* EXERCISE INSTRUCTIONS *
Return the passage of the article on James Cunningham's Sharing Shop donation word for word, starting at "For students in" and ending at "to his heart.".

Following his Funny Money talk last on September 10, James Cunningham, host of Food Network's Eat St., donated $500 to Fanshawe's Sharing Shop program.

“Fanshawe's given so much to Funny Money, I just wanted to give back in some way,” said Cunningham. “When I found out about it, it was really a no-brainer.”

Cunningham remembered two students bringing up programs on campus, and that's when he became aware of the Sharing Shop.

“We teach about financial literacy and I think a lot of people don't understand how needy students are,” he said. “It's such a great program, and many students actually rely on it. That was a bit of a wakeup call for me.”

Cunningham liked the idea of Sharing Shop so much, he said, “Every campus should have this, and I hope every campus [does].”

Students can donate anything from dorm furniture to clothing to food.

Cunningham used food as an example of how to donate. “If every student brought one can [of food] every week or every second week, think about how much of a difference that would make to the [Sharing Shop] and the community.”

The reason behind Funny Money is to promote financial literacy for students, he said. “You're at a point in your life when you're really putting a lot of money into your [education]; you're not getting anything out of it yet.”

For students in a financial bind, Cunningham suggested visiting the Financial Aid office first.

“They're there for all kinds of questions like budgeting, credit cards. If you're having any problems at all ... please talk to these people,” he said. “I always call them financial ninjas. No question is ever too big or too small or too foolish.”

Cunningham likes to talk to students about money because it's always been a topic close to his heart.

“You're in a unique stage of your life where you're taking your first financial steps into adulthood,” he said. “Every single adult says, ‘I wish I had that when I was in school, I wish someone came to talk to me about money.'”

He approaches the topic with his comedic touch — a tactic that seems to hold students' attention. “ADD levels are so high now amongst students, so some kind of comedy, keeping them attentive that way is very essential. It's a boring topic to begin with,” he said.

But back to the Sharing Shop, he knows his donation is in good hands.

“[It's great to know] that the money that goes into the Sharing Shop goes right back to helping students,” he said. “Whatever they decide to do I'm sure they know what they're doing. It was an honour to support them.”

* SUPPLIED ENTRIES *
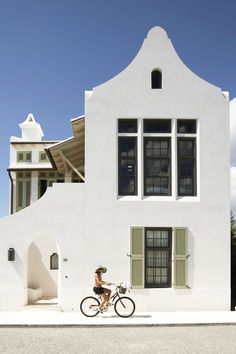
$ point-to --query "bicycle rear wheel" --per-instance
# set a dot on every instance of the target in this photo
(124, 307)
(89, 306)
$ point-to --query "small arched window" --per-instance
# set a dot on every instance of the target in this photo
(156, 79)
(54, 261)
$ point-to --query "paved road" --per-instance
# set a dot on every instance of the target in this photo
(137, 340)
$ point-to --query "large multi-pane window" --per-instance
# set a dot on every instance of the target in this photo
(127, 165)
(24, 156)
(157, 166)
(186, 166)
(155, 155)
(157, 257)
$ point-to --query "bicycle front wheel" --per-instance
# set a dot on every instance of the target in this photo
(124, 307)
(89, 306)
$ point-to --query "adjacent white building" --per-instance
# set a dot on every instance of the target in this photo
(153, 203)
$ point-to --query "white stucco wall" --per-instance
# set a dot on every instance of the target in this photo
(91, 225)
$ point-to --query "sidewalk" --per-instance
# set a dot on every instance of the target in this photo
(44, 317)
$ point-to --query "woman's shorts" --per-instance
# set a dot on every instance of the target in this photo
(98, 290)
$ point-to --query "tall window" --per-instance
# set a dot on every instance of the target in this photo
(186, 152)
(54, 261)
(187, 167)
(157, 257)
(43, 156)
(127, 157)
(23, 190)
(127, 165)
(156, 79)
(157, 166)
(24, 156)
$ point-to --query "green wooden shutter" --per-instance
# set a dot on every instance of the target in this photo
(137, 257)
(27, 192)
(180, 271)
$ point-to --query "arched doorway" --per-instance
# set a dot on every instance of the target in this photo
(42, 271)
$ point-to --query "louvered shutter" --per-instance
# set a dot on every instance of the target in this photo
(180, 257)
(137, 257)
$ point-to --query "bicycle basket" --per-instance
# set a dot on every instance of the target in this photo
(122, 290)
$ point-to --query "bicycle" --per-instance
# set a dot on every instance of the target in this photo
(124, 306)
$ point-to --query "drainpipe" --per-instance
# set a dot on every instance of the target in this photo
(11, 199)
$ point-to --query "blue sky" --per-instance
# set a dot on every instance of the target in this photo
(51, 51)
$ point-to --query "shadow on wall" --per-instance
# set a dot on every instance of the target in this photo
(39, 273)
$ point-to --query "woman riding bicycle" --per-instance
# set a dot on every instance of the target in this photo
(98, 289)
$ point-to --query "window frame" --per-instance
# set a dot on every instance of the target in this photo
(52, 267)
(146, 159)
(187, 158)
(135, 158)
(40, 156)
(169, 249)
(156, 80)
(24, 156)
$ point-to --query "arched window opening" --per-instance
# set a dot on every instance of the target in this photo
(54, 261)
(156, 79)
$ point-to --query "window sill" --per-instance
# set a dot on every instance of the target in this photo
(188, 199)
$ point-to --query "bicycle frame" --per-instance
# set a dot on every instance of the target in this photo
(113, 297)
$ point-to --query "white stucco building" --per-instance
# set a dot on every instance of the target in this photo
(152, 151)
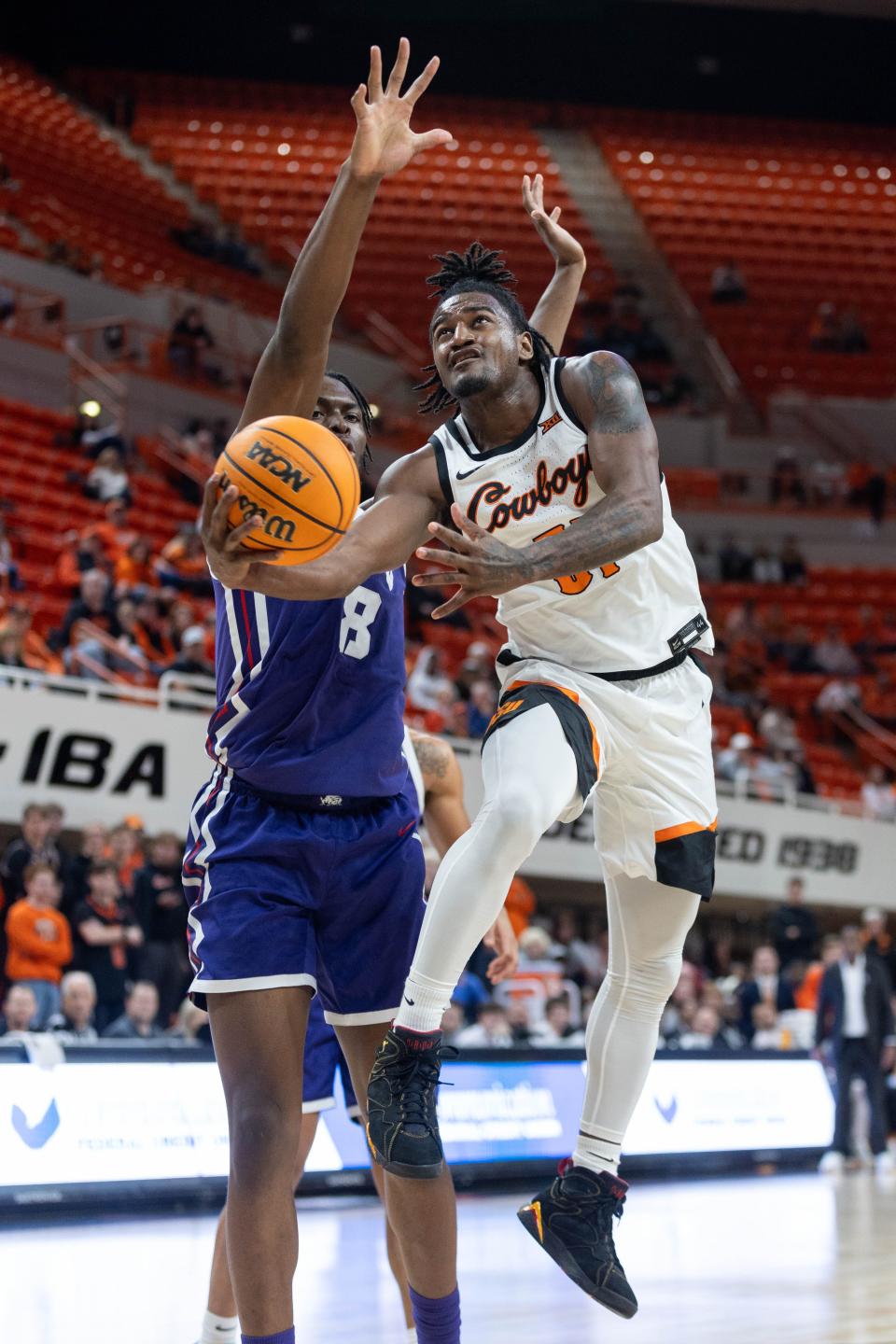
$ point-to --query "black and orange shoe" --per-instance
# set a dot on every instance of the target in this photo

* THE SOLUTION *
For students in a financial bind, Cunningham suggested visiting the Financial Aid office first.

“They're there for all kinds of questions like budgeting, credit cards. If you're having any problems at all ... please talk to these people,” he said. “I always call them financial ninjas. No question is ever too big or too small or too foolish.”

Cunningham likes to talk to students about money because it's always been a topic close to his heart.